--- EXTRACT ---
Art vs. the laundry. It’s an age-old battle — and one that Lori Beneyton faced three years ago during a stressful time in her life.
Spoiler alert: score one for art. On a whim, Lori set aside the laundry, picked up a paintbrush, painted a chicken, and unwittingly set off on a journey to becoming an artist in addition to working full-time and raising her family.
Lori’s vibrant and colorful paintings are currently on display in the children’s wing through November 1. Stop in and enjoy them up close, and read on to learn more about Lori and her creative journey.
When did you know you were an artist?
I was always creative. I wrote and sang. In high school I took a few art classes, using charcoal and pastels. I loved the art history course I took in college. But it wasn’t until 2019 that I started to paint.
Art is often thought of as therapeutic, and I agree. It was a very stressful time in my life. We had moved from our modest Hellertown home to a beautiful 10-acre historic farm in Upper Saucon Township. Within a few months, I lost my job and one of my children experienced a behavioral health crisis. I had no extra income, life at home was full of conflict, and I had nowhere to go.
One evening during all of this, I was folding a mountain of laundry in the guest room. I noticed some art supplies the kids had never used; some acrylic paint, brushes and canvas. I abandoned my chores and sat down to paint, choosing a chicken as my first subject. It took me a few days to complete, after which I posted it on Facebook. I got rave reviews from my family and friends. Since then, I’ve never put down my brush.
I am still working full-time outside of my art, but that part of my life just keeps growing. I took classes at a few places, until I met Adriano Farinella, who I first encountered when I took one of his online classes during Covid. He really pushed me to take my art farther than I thought I could. He helped me get a website up and running, and although I sold paintings prior to that, having my own website made it real to me. I remember I told him “real” was scary, and he said, “Lori, how many successful imaginary painters do you know?”
What’s been your biggest challenge?
Time. I would paint so much more if only I had the time. There are so many things I have to do before I get to do what I want to do.
What successes or achievements are you most proud of?
There have been some nice moments along the way. The first time I showed my art publicly at Gallery840 in Allentown, all three of my children came to the opening and told me how proud they were of me. That was so meaningful. I was also thrilled the first time I sold a sizable work to someone who didn’t know me at all.
--- SOURCE INFORMATION ---
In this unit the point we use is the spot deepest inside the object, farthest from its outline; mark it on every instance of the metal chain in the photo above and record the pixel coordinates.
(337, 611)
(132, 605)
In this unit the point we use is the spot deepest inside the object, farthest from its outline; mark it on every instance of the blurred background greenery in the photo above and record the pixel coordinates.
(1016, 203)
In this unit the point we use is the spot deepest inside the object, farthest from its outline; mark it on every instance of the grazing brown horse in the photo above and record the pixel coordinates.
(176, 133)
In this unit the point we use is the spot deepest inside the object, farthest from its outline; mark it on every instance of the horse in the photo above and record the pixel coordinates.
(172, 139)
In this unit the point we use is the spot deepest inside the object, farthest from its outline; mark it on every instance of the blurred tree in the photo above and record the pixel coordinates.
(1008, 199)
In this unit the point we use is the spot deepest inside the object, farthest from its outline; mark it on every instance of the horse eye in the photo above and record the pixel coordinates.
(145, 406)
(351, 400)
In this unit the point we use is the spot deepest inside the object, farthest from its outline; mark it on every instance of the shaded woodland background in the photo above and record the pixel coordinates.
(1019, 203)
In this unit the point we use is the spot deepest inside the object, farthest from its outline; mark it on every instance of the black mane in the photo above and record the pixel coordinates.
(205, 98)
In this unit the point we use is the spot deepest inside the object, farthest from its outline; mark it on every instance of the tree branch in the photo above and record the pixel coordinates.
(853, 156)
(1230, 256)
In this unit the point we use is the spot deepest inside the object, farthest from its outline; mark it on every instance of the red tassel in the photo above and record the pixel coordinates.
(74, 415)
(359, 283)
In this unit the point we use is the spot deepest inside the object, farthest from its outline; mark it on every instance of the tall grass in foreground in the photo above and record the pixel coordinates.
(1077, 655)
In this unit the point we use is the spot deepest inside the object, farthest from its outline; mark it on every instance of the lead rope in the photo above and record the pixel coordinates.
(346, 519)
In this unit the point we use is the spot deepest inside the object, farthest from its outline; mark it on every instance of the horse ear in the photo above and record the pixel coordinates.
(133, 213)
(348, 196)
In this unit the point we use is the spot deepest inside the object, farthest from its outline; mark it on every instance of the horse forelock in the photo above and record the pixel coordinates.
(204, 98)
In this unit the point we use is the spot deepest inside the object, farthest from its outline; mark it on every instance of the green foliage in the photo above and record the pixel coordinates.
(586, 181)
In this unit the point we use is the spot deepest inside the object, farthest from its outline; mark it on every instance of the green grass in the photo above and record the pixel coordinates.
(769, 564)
---
### EXERCISES:
• a. According to the profile of artist Lori Beneyton, at which gallery did she first show her art publicly?
• b. Write the next part of the profile of artist Lori Beneyton, picking up after its final sentence.

### ANSWERS FOR THE TASKS:
• a. Gallery840 in Allentown.

• b.
In addition to being an artist, I teach some art classes to seniors. I have had some very fulfilling experiences there. I had a 95-year-old tell me she hadn’t painted in 20 years and didn’t think she could anymore, until my class inspired her.
What’s your advice for anyone who wants to explore art, but can’t seem to find the time or feels intimidated by a blank canvas?
You have to free yourself from all that. Don’t have any expectation of outcome. Just draw shapes and play with colors at first. Do it on cheap paper to take away the pressure. I predict your shapes will become something, and will take your attention, and soon your fear will be replaced by concentration and satisfaction.
Did the pandemic have an impact on your work or how you worked?
I contracted Covid in January 2021. I had a very mild case, yet was required to stay home for two whole weeks. I couldn’t go anywhere! It was one of the most creative two weeks in my life. I pushed my art further into abstraction, which is where I always wanted to go. My major influences are Claude Monet, Vincent VanGogh, and Gustav Klimt.
Anything else you’d like to share with readers?
My paintings capture the beauty I see around me. If I see a tree that inspires me, I paint it in a way that makes you feel the early morning chill, hear the rustle of the leaves as the wind picks up, and see the light between the branches and around the leaves. I want you to feel the magic too.
ART@EPL is the library’s exciting partnership with the Lehigh Art Alliance and the Lehigh Valley Arts Council. The series is funded through a grant from PA Partners in the Arts, making it possible for area residents to enjoy free art lectures and workshops from local artists working in pastels, charcoal, sculpture, and watercolor among others.